======== Dataset content

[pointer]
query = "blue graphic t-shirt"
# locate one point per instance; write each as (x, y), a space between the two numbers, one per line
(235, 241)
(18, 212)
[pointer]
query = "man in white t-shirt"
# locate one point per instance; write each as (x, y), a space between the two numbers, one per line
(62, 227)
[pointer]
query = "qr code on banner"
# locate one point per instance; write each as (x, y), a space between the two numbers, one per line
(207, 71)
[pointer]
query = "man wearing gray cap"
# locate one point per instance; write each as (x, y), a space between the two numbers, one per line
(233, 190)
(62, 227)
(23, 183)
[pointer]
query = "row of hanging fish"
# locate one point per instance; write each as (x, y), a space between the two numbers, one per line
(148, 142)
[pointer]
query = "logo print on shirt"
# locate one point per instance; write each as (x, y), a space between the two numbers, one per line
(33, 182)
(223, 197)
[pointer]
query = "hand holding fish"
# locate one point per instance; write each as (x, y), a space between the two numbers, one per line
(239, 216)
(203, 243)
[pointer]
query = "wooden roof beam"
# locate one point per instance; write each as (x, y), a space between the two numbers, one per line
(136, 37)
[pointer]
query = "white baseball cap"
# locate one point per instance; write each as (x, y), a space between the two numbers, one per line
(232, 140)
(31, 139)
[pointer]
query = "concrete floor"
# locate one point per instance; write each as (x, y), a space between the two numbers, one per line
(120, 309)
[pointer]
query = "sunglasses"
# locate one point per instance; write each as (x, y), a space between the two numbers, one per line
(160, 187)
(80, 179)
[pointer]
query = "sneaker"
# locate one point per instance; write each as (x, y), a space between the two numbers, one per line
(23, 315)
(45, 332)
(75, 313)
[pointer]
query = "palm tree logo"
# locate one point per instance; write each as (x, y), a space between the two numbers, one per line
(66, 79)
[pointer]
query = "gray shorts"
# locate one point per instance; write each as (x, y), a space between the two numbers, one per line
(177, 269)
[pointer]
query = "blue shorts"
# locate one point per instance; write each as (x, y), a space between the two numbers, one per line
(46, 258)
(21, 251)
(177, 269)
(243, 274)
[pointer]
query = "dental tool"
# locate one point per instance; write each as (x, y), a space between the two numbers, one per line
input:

================

▸ Exercise brief:
Print the listing above in full, exactly as it is.

▸ Answer below:
[pointer]
query = "blue graphic t-shirt"
# locate one point per instance; write each as (x, y), a space between the two numbers, one per line
(235, 241)
(18, 212)
[pointer]
query = "man in white t-shirt"
# locate one point per instance; write each as (x, y), a space between the two numbers, one per line
(62, 227)
[pointer]
query = "qr code on banner"
# locate one point per instance; write each as (x, y), a space between the two numbers, one per line
(207, 71)
[pointer]
query = "man wearing gray cap"
# locate one point per instance; write each as (x, y), a space between the two numbers, one per line
(233, 190)
(62, 227)
(23, 183)
[pointer]
query = "row of hanging fish"
# locate one point per instance; write each as (x, y), a space between the two numbers, one per line
(148, 142)
[pointer]
query = "logo print on shirt"
# locate one point per instance; write each as (x, y), a space between the two numbers, one per line
(33, 182)
(223, 197)
[pointer]
query = "hand holding fish"
# locate one point per instance; write each as (x, y), a space between the two numbers, one per line
(239, 216)
(203, 243)
[pointer]
query = "wooden roof beam"
# locate one point per instance; write each as (x, y), a space between the two numbers, one per line
(136, 37)
[pointer]
query = "white baseball cap"
# locate one point per instance; write each as (x, y), a space between the two numbers, one per line
(232, 140)
(31, 139)
[pointer]
query = "concrete floor"
# locate one point per instance; write each as (x, y), a space between the two numbers, one per line
(120, 309)
[pointer]
query = "sunglasses"
# locate one point per instance; write each as (x, y), a space between the two numbers, one per line
(160, 187)
(80, 179)
[pointer]
query = "sneaker"
# locate one point per instance; write each as (x, y), a space between the two numbers, one per line
(23, 315)
(45, 332)
(75, 313)
[pointer]
query = "palm tree logo"
# locate one point per instance; write each as (x, y), a space between the two numbers, one per line
(66, 79)
[pointer]
query = "gray shorts"
# locate one point per instance; write each as (x, y), a space between the two numbers, one per line
(177, 269)
[pointer]
query = "blue shorts"
# locate one point per instance; write each as (x, y), a space between the two numbers, one per line
(46, 258)
(21, 251)
(177, 269)
(243, 274)
[pointer]
query = "dental tool"
# locate one point per instance; write each as (x, y), a space between the two numbers, one per line
input:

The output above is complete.